_DIRECTION_: Copy out everything in the opinion piece from "It was announced, last" down to "commences next Monday.", replacing "free meals" with "free lunches".

So, swallowing his pride, he went to Y’s luxurious official residence, to plead for modest financial assistance. When he got there, the security guards told him that their Oga was in and called their Oga from the intercom phone in the gatehouse, to ask whether they could allow X to enter the compound. The answer was “no”.

X and Y have a mutual pal who attends the same church as Y. And the mutual pal bumped into Y a few Sundays later, after service, and gently berated Y for not helping X, who had lavished so many favours on him when he was in need. And do you know what Y said to the mutual friend, without any trace of remorse or irony?

“All of the success I have achieved in this world is because of my prayers, my hard work and God’s love for me, not because of any so-called favours from anyone”!!!

OK, so there are 2 sides to every tale of woe. And justice demands that we don’t jump to negative conclusions about any individual on the basis of mere hearsay…and that we give VIPs the benefit of the doubt when there is no concrete evidence to prove that they are guilty of the misdemeanors of which they have been accused.

But, by pure coincidence, I happen to know Y, the parastatal head who treated his generous ex-benefactor so shoddily. And he has an excessively high opinion of himself…and a reputation for being nasty; and I have heard so many similar stories about Y from other people that I think it fair to describe him as a chronic sadist.

I also, coincidentally again, happen to know people who know X; and everyone from whom I have sought a character reference has told me that he’s an immensely pleasant guy who helps others whenever he can and deserves respect and support.

As luck would have it, Y was recently sacked by President Buhari and I hear that he is being investigated for corruption. And I have no idea whether he is a thief or not, but he is at least a callous, pompous ingrate; and am so incensed by his treatment of X, his kind-hearted old school chum, that I hope he winds up in jail!
Kudos to El-Rufai

It was announced, last weekend, that Kaduna State will provide government primary school pupils with free meals when the new term commences next Monday.

Shehu Usman Adamu, Kaduna’s Commissioner of Education, Science and Technology, says that the programme has been amply provided for in the state’s 2016 budget…and that the food vendors in each of the 255 wards have been organised into cooperative societies, to facilitate implementation of the programme.

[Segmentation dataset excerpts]
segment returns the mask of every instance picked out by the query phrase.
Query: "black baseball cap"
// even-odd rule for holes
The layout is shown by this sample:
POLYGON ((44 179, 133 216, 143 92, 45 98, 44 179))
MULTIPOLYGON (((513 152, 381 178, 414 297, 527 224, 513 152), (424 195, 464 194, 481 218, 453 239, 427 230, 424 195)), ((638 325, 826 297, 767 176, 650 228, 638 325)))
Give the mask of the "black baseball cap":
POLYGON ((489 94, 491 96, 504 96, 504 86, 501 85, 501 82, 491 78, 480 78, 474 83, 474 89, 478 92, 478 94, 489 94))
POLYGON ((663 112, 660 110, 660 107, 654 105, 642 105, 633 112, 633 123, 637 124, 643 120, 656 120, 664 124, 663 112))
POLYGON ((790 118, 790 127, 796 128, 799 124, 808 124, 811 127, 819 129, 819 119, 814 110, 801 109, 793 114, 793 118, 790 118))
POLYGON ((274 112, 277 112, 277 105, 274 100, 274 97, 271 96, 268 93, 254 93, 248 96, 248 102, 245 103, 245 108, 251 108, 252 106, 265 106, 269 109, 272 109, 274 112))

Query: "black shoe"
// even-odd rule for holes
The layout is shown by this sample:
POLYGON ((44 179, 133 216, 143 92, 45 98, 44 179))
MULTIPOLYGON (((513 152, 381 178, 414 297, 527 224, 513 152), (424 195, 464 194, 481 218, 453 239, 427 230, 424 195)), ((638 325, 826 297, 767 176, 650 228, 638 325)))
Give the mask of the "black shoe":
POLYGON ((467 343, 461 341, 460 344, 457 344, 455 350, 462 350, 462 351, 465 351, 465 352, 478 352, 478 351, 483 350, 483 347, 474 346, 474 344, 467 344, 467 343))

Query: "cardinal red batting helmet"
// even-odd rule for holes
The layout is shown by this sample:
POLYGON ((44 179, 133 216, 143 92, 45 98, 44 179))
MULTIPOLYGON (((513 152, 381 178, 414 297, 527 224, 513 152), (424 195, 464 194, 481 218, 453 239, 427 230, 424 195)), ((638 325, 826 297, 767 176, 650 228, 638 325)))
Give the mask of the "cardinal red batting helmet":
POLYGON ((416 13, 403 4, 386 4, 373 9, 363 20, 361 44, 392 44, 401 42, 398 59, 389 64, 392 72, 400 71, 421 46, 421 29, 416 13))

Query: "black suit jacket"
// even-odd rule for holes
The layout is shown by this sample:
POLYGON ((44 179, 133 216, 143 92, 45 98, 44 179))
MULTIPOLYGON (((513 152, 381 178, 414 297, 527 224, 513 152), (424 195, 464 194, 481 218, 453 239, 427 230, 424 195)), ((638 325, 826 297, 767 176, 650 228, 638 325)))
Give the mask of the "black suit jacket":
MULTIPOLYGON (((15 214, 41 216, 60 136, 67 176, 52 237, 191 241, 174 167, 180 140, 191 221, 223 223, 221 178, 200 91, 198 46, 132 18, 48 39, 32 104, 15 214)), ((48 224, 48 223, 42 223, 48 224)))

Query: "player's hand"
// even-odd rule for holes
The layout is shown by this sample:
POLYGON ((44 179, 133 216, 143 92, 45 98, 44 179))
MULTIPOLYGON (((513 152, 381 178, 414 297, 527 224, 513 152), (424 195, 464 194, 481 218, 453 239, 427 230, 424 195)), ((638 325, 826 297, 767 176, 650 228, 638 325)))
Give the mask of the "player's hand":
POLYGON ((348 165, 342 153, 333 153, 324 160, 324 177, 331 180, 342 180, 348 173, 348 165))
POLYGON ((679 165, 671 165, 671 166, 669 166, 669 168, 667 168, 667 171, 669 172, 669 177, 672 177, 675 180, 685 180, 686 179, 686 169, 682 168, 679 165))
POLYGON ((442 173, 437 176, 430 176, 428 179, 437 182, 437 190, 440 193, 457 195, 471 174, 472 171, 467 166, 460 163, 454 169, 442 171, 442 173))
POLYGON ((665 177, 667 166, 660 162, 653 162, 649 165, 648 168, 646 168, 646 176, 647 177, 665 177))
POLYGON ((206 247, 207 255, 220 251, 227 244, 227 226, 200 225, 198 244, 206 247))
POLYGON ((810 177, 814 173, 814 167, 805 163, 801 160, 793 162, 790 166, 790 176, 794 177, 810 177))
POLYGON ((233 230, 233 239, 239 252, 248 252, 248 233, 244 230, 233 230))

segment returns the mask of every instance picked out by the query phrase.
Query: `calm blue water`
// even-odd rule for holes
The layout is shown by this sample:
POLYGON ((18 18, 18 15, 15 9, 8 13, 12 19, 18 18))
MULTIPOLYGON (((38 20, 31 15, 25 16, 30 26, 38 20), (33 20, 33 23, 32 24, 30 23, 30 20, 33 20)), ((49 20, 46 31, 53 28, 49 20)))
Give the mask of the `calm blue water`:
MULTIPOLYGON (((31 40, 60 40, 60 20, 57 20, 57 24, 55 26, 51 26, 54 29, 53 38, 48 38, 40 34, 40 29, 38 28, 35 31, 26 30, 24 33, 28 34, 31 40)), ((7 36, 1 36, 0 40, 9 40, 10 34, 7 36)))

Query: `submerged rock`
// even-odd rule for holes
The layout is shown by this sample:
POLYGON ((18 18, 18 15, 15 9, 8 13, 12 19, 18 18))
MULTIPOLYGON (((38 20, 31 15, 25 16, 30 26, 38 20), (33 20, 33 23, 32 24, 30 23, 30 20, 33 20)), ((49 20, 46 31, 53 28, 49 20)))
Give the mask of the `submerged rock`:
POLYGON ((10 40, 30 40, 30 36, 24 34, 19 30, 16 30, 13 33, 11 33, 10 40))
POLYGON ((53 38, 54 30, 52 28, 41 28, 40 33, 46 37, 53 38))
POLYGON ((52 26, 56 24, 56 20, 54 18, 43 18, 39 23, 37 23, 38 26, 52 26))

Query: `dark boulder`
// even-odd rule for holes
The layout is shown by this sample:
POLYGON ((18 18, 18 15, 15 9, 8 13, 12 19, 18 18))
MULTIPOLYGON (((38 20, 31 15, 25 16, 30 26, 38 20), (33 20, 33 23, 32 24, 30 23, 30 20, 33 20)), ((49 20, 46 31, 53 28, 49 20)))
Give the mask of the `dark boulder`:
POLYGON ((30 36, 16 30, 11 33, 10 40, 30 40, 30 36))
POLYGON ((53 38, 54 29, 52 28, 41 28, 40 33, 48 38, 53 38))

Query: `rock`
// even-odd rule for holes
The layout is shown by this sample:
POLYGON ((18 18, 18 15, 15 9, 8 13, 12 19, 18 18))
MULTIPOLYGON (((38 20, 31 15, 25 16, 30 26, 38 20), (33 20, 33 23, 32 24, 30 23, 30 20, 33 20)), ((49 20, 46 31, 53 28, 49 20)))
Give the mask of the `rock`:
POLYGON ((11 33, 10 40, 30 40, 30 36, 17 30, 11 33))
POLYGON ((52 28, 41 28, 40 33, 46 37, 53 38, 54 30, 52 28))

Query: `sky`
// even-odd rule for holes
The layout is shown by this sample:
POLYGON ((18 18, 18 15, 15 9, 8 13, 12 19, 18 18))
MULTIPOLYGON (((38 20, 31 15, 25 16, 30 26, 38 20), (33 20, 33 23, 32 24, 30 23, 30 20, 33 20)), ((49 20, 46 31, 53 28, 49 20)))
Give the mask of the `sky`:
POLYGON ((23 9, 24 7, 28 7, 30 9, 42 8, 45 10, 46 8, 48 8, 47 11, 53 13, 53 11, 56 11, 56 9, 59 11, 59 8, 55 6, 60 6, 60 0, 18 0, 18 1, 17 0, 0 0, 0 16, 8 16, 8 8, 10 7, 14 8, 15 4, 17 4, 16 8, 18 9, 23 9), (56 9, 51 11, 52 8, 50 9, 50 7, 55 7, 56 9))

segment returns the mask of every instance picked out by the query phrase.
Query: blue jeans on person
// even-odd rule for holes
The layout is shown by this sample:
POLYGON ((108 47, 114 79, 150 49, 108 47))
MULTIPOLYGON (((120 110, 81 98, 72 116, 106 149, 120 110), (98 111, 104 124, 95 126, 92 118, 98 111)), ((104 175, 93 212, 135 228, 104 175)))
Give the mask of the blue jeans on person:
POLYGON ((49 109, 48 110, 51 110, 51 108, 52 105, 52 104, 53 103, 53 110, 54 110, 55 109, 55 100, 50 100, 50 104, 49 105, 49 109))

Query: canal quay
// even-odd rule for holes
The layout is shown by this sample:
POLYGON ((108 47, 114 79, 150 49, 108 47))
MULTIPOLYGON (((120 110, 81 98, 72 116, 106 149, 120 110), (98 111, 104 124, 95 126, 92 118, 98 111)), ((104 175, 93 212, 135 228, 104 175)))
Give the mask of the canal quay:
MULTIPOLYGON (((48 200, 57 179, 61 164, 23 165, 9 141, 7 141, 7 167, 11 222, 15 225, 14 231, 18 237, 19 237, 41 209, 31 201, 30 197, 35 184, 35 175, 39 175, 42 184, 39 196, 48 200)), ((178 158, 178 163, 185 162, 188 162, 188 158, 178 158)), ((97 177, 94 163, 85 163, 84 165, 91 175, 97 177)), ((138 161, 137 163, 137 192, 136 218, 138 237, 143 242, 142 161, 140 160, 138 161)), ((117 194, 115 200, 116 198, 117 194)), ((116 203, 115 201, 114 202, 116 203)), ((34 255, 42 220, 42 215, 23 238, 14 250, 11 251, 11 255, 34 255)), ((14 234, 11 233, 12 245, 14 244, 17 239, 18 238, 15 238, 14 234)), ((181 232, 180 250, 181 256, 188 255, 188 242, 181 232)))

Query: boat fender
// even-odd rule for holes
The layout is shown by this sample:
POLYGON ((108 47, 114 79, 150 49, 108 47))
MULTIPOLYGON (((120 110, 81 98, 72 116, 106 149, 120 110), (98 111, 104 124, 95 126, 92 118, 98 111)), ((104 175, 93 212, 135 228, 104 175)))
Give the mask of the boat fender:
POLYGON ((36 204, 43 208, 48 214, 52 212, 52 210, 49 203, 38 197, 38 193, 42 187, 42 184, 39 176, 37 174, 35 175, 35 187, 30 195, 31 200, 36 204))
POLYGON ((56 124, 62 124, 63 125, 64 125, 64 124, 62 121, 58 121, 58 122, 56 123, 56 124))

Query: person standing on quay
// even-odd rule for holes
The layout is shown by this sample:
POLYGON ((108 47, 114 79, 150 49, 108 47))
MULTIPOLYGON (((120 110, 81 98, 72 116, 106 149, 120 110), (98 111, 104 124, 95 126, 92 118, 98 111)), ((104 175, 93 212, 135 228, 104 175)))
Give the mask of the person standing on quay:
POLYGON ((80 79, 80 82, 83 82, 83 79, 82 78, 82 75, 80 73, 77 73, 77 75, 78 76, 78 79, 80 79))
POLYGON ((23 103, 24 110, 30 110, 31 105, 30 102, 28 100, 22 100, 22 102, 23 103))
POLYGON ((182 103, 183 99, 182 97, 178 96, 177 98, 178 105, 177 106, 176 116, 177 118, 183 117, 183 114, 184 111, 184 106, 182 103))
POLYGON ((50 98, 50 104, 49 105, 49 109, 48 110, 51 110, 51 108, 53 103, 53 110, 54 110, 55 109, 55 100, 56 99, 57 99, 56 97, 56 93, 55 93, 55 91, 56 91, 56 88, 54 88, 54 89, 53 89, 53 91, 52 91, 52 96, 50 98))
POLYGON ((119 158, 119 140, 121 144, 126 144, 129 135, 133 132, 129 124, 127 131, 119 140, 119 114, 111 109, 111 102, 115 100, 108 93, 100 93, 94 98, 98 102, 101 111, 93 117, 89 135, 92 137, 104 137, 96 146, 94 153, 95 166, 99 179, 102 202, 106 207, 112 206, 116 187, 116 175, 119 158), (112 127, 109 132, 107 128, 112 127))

_RESPONSE TO THIS TASK_:
It was announced, last weekend, that Kaduna State will provide government primary school pupils with free lunches when the new term commences next Monday.